• WORK TO COMPLETE:
In the items below, how many lines contain the string "green"? Count them and reply with the number alone.

Excerpts of labeled region data:
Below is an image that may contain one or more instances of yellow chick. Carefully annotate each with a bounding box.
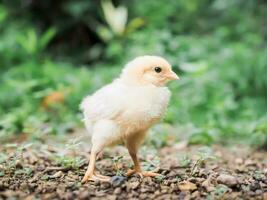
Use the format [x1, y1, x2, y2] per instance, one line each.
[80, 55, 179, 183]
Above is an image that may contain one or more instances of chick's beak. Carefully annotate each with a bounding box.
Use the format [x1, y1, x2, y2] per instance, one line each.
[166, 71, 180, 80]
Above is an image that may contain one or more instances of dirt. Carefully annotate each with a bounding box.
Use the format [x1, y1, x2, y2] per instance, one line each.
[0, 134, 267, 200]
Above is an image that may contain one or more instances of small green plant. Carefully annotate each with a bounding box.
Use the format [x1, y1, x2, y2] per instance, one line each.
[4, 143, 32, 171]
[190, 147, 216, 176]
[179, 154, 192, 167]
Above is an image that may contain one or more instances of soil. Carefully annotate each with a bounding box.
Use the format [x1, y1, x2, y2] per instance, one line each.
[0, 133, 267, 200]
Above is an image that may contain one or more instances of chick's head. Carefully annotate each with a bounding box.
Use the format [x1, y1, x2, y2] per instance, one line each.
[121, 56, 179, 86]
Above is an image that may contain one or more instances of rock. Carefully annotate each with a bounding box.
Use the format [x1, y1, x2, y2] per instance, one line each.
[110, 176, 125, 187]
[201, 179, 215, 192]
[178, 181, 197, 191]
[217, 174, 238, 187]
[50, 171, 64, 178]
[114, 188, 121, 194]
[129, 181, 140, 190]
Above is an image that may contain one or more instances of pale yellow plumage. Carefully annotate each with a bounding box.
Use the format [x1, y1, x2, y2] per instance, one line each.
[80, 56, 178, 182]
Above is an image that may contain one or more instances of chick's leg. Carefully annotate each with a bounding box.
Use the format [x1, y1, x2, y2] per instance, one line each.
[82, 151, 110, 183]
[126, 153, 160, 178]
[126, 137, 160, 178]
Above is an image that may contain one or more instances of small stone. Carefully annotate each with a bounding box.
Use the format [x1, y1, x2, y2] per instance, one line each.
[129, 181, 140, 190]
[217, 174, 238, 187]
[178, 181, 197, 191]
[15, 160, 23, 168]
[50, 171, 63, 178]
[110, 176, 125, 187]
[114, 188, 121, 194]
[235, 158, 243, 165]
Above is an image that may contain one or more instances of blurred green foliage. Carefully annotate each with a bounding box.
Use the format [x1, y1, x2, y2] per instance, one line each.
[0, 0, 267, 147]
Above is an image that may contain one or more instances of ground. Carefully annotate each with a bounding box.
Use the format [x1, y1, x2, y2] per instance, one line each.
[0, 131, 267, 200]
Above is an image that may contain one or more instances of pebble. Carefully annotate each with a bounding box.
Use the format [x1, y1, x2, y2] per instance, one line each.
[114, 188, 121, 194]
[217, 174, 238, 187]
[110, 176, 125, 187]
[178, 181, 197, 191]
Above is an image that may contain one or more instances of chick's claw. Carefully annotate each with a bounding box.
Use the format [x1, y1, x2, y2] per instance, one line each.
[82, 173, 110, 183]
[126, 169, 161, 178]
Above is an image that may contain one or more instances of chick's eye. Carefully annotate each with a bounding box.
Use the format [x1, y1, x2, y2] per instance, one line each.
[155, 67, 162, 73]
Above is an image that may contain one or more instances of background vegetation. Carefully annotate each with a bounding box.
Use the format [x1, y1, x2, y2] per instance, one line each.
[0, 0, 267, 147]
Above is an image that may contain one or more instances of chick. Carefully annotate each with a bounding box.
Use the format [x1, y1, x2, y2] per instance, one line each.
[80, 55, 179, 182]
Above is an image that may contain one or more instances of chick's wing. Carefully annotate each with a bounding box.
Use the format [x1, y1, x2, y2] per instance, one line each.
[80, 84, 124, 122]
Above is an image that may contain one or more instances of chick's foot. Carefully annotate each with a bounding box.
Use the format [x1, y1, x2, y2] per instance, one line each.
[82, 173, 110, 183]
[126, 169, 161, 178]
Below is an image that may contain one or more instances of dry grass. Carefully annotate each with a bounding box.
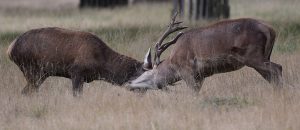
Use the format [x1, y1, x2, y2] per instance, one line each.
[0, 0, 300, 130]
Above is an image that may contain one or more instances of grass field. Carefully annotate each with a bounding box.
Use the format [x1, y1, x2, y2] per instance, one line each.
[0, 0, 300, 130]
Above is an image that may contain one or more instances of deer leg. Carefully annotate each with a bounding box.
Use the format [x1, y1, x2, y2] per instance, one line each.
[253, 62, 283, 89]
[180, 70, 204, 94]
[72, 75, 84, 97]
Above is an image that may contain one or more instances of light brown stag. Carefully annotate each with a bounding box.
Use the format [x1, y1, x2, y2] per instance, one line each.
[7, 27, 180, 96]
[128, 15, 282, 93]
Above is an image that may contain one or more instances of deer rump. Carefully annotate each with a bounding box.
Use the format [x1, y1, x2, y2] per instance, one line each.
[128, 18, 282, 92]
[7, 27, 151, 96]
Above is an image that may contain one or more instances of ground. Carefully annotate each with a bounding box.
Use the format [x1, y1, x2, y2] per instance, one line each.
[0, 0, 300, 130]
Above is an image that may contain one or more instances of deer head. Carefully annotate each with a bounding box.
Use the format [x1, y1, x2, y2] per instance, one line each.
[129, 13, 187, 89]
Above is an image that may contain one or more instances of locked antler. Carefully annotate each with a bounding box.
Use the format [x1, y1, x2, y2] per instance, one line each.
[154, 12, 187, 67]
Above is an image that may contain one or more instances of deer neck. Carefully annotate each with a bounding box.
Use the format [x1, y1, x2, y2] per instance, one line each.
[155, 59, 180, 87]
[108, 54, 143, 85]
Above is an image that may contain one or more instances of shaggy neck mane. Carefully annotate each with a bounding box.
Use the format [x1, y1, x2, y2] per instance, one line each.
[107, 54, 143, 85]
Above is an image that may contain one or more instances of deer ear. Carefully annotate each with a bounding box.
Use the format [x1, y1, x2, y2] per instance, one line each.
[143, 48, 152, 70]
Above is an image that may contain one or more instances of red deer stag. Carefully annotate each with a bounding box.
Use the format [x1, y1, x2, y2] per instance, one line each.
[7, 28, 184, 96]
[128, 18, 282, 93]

• TASK SOLUTION:
2